▸ **Text excerpt**:
+++++

Multi-cancer blood test missed key goal in NHS trial
A blood test which looks for multiple types of cancer has failed to achieve its key objective in a major NHS trial, the company has announced.
The Galleri blood test is being trialled on 142,000 NHS patients with the goal of finding cancers early and saving lives.
However, the company behind the test, Grail, said there were still positive signs in the data that some of the most aggressive cancers could be prevented.
But researchers said any benefits of the test "remain speculative" until it was proven to save lives and the NHS said it was looking at the results "carefully".
The blood test searches for fragments of DNA – or genetic code – that have escaped from tumours and entered the bloodstream.
The vision is to detect up to 50 types of cancer before the person has any symptoms.
At the start of the clinical trial, NHS England described the test as "the beginning of a revolution".
The trial was designed to see if screening people's blood would reduce the number of cancers being diagnosed at later stages when they may be harder to treat.
Stage three cancers are when a tumour has started to spread locally, stage four is when they have spread to distant organs in the body too.
The full data from the three-year NHS trial has not been published, but Grail has issued an update to investors.

+++++

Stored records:

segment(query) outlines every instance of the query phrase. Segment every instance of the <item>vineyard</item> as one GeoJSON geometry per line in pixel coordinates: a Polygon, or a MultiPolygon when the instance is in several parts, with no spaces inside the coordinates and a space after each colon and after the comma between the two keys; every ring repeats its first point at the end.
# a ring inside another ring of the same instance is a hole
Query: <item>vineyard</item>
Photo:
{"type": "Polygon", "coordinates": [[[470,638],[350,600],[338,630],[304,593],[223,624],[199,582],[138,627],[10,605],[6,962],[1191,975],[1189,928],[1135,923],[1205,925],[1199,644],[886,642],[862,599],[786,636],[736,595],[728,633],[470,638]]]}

+++++

▸ **Actions to take**:
**1.** Determine whether each statement agrees with the article on the Galleri trial, answering yes or no and quoting the deciding words: (a) The test is being trialled on 142,000 NHS patients. (b) The full data from the trial has already been published. (c) The test aims to detect up to 50 types of cancer before symptoms appear.
**2.** Go on with the article on the Galleri trial, beginning after its final sentence.
The material is drawn from a separate source and is unrelated to the article on the Galleri trial.

▸ **Responses**:
**1.**
(a) Yes: "The Galleri blood test is being trialled on 142,000 NHS patients"
(b) No: "The full data from the three-year NHS trial has not been published"
(c) Yes: "The vision is to detect up to 50 types of cancer before the person has any symptoms"

**2.**
It said: "While there was a trend towards reduction in combined stage three and four [cancers], the trial did not meet the primary endpoint."
Grail, a US pharmaceutical company, halved in value after the announcement taking its share price back to levels seen at the end of the summer.
However, a further analysis looking at stage four cancers alone showed they fell by around a fifth in the study, suggesting the most deadly cancers were being detected at an earlier stage.
How much attention should be paid to this result, when it was not the main focus of the trial, has become a major debating point.
Prof Charles Swanton, who is running the trials within the NHS, told the BBC he was "genuinely very excited" about the reduction in stage four cancers.
"I've been working in oncology for 20 years and the key, in my mind, is to reduce stage four because these are the cancers we cannot cure," he said.
However, other experts say the focus has to be on the primary endpoint as that is what the trial was designed to test.
Prof Richard Houlston, from the Institute of Cancer Research, said: "Without mortality data and a transparent account of harms, including false positives, unnecessary procedures, and opportunity cost, claims of population benefit from multi-cancer early detection remain speculative," he said.
The full data is due to be presented at a meeting of the American Society of Clinical Oncology later this year.
An NHS spokesperson said: "This evidence is an important step and the NHS will carefully study the full results from this major trial in the coming months to help determine how blood tests like this could be used in the future."